What needs to be done ▸
Copy every record word for word. Pictures are not part of the copy.
### Data to process
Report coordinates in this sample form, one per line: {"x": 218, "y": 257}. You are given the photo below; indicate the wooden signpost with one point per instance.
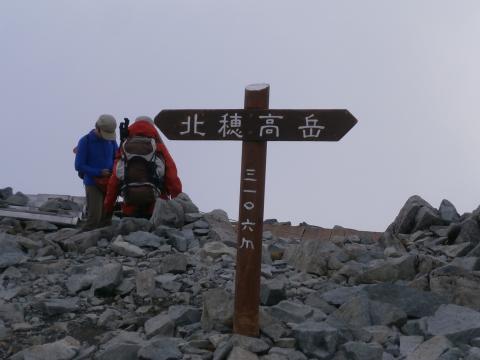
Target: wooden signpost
{"x": 254, "y": 126}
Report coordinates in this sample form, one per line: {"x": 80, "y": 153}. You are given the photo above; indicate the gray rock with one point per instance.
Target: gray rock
{"x": 312, "y": 256}
{"x": 317, "y": 339}
{"x": 415, "y": 303}
{"x": 469, "y": 232}
{"x": 361, "y": 311}
{"x": 220, "y": 228}
{"x": 175, "y": 264}
{"x": 408, "y": 344}
{"x": 128, "y": 225}
{"x": 216, "y": 249}
{"x": 39, "y": 225}
{"x": 341, "y": 294}
{"x": 145, "y": 239}
{"x": 5, "y": 193}
{"x": 159, "y": 325}
{"x": 289, "y": 311}
{"x": 459, "y": 324}
{"x": 168, "y": 212}
{"x": 448, "y": 212}
{"x": 65, "y": 349}
{"x": 431, "y": 349}
{"x": 457, "y": 285}
{"x": 272, "y": 292}
{"x": 184, "y": 315}
{"x": 110, "y": 276}
{"x": 426, "y": 217}
{"x": 53, "y": 307}
{"x": 187, "y": 204}
{"x": 388, "y": 271}
{"x": 160, "y": 349}
{"x": 145, "y": 282}
{"x": 79, "y": 282}
{"x": 405, "y": 221}
{"x": 124, "y": 346}
{"x": 238, "y": 353}
{"x": 10, "y": 251}
{"x": 356, "y": 350}
{"x": 19, "y": 199}
{"x": 11, "y": 312}
{"x": 217, "y": 310}
{"x": 254, "y": 345}
{"x": 122, "y": 247}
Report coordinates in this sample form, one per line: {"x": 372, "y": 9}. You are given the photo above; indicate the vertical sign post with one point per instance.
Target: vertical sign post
{"x": 254, "y": 126}
{"x": 250, "y": 223}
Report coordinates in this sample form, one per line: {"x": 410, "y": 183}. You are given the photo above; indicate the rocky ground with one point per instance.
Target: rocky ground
{"x": 162, "y": 289}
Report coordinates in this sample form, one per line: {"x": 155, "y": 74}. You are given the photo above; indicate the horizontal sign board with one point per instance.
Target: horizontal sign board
{"x": 255, "y": 125}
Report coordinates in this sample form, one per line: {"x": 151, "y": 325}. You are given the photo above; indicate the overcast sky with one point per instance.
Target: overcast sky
{"x": 408, "y": 70}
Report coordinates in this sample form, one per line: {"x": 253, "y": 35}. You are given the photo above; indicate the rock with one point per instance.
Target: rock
{"x": 238, "y": 353}
{"x": 360, "y": 351}
{"x": 431, "y": 349}
{"x": 110, "y": 276}
{"x": 183, "y": 315}
{"x": 408, "y": 344}
{"x": 289, "y": 311}
{"x": 65, "y": 349}
{"x": 58, "y": 205}
{"x": 317, "y": 339}
{"x": 254, "y": 345}
{"x": 360, "y": 312}
{"x": 220, "y": 228}
{"x": 79, "y": 282}
{"x": 186, "y": 203}
{"x": 175, "y": 264}
{"x": 217, "y": 310}
{"x": 145, "y": 239}
{"x": 145, "y": 282}
{"x": 124, "y": 346}
{"x": 457, "y": 285}
{"x": 10, "y": 251}
{"x": 59, "y": 306}
{"x": 216, "y": 249}
{"x": 312, "y": 256}
{"x": 38, "y": 225}
{"x": 5, "y": 193}
{"x": 459, "y": 324}
{"x": 272, "y": 292}
{"x": 415, "y": 303}
{"x": 469, "y": 232}
{"x": 448, "y": 212}
{"x": 168, "y": 212}
{"x": 125, "y": 248}
{"x": 19, "y": 199}
{"x": 159, "y": 325}
{"x": 11, "y": 312}
{"x": 160, "y": 349}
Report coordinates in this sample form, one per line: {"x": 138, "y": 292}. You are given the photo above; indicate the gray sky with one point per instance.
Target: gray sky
{"x": 407, "y": 70}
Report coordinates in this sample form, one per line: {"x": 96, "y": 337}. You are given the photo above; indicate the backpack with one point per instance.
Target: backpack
{"x": 141, "y": 170}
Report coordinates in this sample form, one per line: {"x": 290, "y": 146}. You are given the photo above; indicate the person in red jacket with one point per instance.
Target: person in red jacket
{"x": 142, "y": 130}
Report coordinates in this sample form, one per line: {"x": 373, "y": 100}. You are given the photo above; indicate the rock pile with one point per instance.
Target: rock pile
{"x": 163, "y": 289}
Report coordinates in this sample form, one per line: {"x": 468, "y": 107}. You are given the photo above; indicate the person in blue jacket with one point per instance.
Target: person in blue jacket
{"x": 94, "y": 158}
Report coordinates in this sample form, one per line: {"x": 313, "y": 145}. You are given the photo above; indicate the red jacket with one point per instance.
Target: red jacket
{"x": 173, "y": 185}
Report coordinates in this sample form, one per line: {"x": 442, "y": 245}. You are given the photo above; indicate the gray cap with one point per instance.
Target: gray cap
{"x": 107, "y": 125}
{"x": 145, "y": 118}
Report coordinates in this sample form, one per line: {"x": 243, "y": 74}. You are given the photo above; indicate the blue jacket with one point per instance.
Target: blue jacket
{"x": 93, "y": 155}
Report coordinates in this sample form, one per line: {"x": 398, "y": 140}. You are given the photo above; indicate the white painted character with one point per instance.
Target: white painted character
{"x": 270, "y": 128}
{"x": 311, "y": 129}
{"x": 196, "y": 123}
{"x": 231, "y": 125}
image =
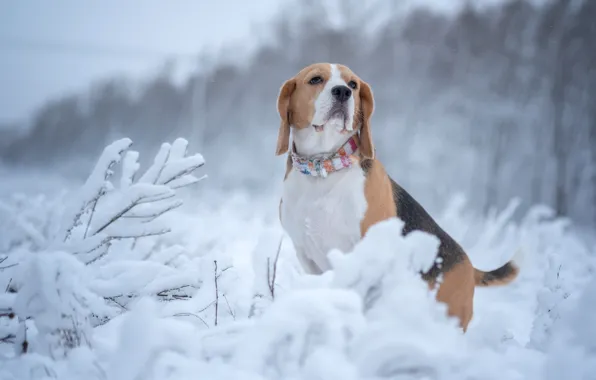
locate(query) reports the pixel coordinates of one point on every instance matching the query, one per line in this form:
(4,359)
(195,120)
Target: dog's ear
(367,106)
(283,107)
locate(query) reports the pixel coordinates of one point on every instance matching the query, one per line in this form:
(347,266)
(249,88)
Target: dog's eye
(315,80)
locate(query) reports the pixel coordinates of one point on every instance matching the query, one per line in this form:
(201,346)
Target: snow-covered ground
(212,294)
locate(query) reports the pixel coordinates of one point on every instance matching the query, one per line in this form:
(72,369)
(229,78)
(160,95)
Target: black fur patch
######
Solution to the exercise ▸
Report coordinates in this sample form, one per line: {"x": 218, "y": 257}. You are given the photo below; indicate the wooden signpost with one point per instance.
Target: wooden signpost
{"x": 254, "y": 126}
Report coordinates in this sample form, one per line: {"x": 80, "y": 153}. You are given the photo above; indicate the gray rock with one point per instance.
Target: gray rock
{"x": 312, "y": 256}
{"x": 317, "y": 339}
{"x": 415, "y": 303}
{"x": 469, "y": 232}
{"x": 361, "y": 311}
{"x": 220, "y": 228}
{"x": 175, "y": 264}
{"x": 408, "y": 344}
{"x": 128, "y": 225}
{"x": 216, "y": 249}
{"x": 39, "y": 225}
{"x": 341, "y": 294}
{"x": 145, "y": 239}
{"x": 5, "y": 193}
{"x": 159, "y": 325}
{"x": 289, "y": 311}
{"x": 459, "y": 324}
{"x": 168, "y": 212}
{"x": 448, "y": 212}
{"x": 65, "y": 349}
{"x": 431, "y": 349}
{"x": 457, "y": 285}
{"x": 272, "y": 292}
{"x": 184, "y": 315}
{"x": 110, "y": 276}
{"x": 426, "y": 217}
{"x": 53, "y": 307}
{"x": 187, "y": 204}
{"x": 388, "y": 271}
{"x": 160, "y": 349}
{"x": 145, "y": 282}
{"x": 79, "y": 282}
{"x": 405, "y": 221}
{"x": 124, "y": 346}
{"x": 238, "y": 353}
{"x": 10, "y": 251}
{"x": 356, "y": 350}
{"x": 19, "y": 199}
{"x": 11, "y": 312}
{"x": 217, "y": 310}
{"x": 254, "y": 345}
{"x": 122, "y": 247}
Report coordinates in this sample form, one per line: {"x": 372, "y": 9}. You are given the photo above; indicate the vertical sign post with one point per instance.
Target: vertical sign post
{"x": 254, "y": 126}
{"x": 250, "y": 223}
Report coordinates in this sample form, one per line: {"x": 410, "y": 183}. You are given the photo above; indicate the rocky ground with one point per instance.
Target: rocky ground
{"x": 162, "y": 289}
Report coordinates in this sample form, one per line: {"x": 155, "y": 74}. You are given the photo above; indicate the horizontal sign board with one point per instance.
Target: horizontal sign board
{"x": 255, "y": 125}
Report coordinates in this sample form, one per line: {"x": 151, "y": 325}. You are given the photo above; indicate the overcast sky with one point per instance.
Target: overcast sky
{"x": 408, "y": 70}
Report coordinates in this sample form, one per line: {"x": 253, "y": 35}. You are given the photo above; indicate the rock with one point per instance.
Target: rock
{"x": 238, "y": 353}
{"x": 360, "y": 351}
{"x": 431, "y": 349}
{"x": 110, "y": 276}
{"x": 183, "y": 315}
{"x": 408, "y": 344}
{"x": 289, "y": 311}
{"x": 65, "y": 349}
{"x": 58, "y": 205}
{"x": 317, "y": 339}
{"x": 254, "y": 345}
{"x": 360, "y": 312}
{"x": 220, "y": 228}
{"x": 79, "y": 282}
{"x": 186, "y": 203}
{"x": 175, "y": 264}
{"x": 217, "y": 310}
{"x": 145, "y": 239}
{"x": 145, "y": 282}
{"x": 124, "y": 346}
{"x": 457, "y": 285}
{"x": 10, "y": 251}
{"x": 59, "y": 306}
{"x": 216, "y": 249}
{"x": 312, "y": 256}
{"x": 38, "y": 225}
{"x": 5, "y": 193}
{"x": 459, "y": 324}
{"x": 272, "y": 292}
{"x": 415, "y": 303}
{"x": 469, "y": 232}
{"x": 448, "y": 212}
{"x": 168, "y": 212}
{"x": 125, "y": 248}
{"x": 19, "y": 199}
{"x": 159, "y": 325}
{"x": 11, "y": 312}
{"x": 160, "y": 349}
Report coordinates in this sample form, one per line: {"x": 138, "y": 292}. You are given the photo above; indicate the gray sky with one point per instance.
Target: gray sky
{"x": 407, "y": 70}
Report coordinates in this sample form, one per line: {"x": 96, "y": 337}. You are given the photo above; indicate the backpack with one point per instance.
Target: backpack
{"x": 141, "y": 170}
Report coordinates in this sample form, one per line: {"x": 290, "y": 146}. You are given the photo above; indicate the person in red jacket with one point per instance.
Target: person in red jacket
{"x": 142, "y": 130}
Report coordinates in this sample form, one per line: {"x": 373, "y": 100}. You are given the photo above; indicate the rock pile with one point per instance.
Target: rock pile
{"x": 163, "y": 289}
Report coordinates in this sample form, one per line: {"x": 468, "y": 107}. You are given the photo above; indicate the person in blue jacket with one point per instance.
Target: person in blue jacket
{"x": 94, "y": 158}
Report coordinates in this sample form, one per line: {"x": 313, "y": 145}. You are given the photo above; indicate the red jacket with one point per instance.
Target: red jacket
{"x": 173, "y": 185}
Report coordinates in this sample form, one per line: {"x": 442, "y": 245}. You are given the photo above; indicate the gray cap with one point per instance.
Target: gray cap
{"x": 107, "y": 125}
{"x": 145, "y": 118}
Report coordinates in this sample form, one per line: {"x": 243, "y": 74}. You are given the photo above; indicate the blue jacket with one point per instance.
Target: blue jacket
{"x": 93, "y": 155}
Report coordinates in this sample form, one per line: {"x": 398, "y": 140}. You are given the photo above; indicate the white painted character with one point per instance.
Target: white painted character
{"x": 270, "y": 128}
{"x": 311, "y": 129}
{"x": 196, "y": 123}
{"x": 231, "y": 125}
image =
locate(query) reports the pixel coordinates of one point on every instance matching the query, one per line in this form:
(4,359)
(195,120)
Target: dog's ear
(367,106)
(283,107)
locate(query) reports the pixel coordinates of one point on every instance matching the query, one per line in this form:
(347,266)
(249,88)
Target: dog's eye
(315,80)
locate(query) reports the pixel coordinates of one point on every instance matching the query, one per line in this form:
(201,346)
Target: snow-covered ground
(212,294)
locate(query) reports the pixel coordinates of one point on every instance matching the query, one per line in this form:
(72,369)
(229,78)
(160,95)
Target: black fur patch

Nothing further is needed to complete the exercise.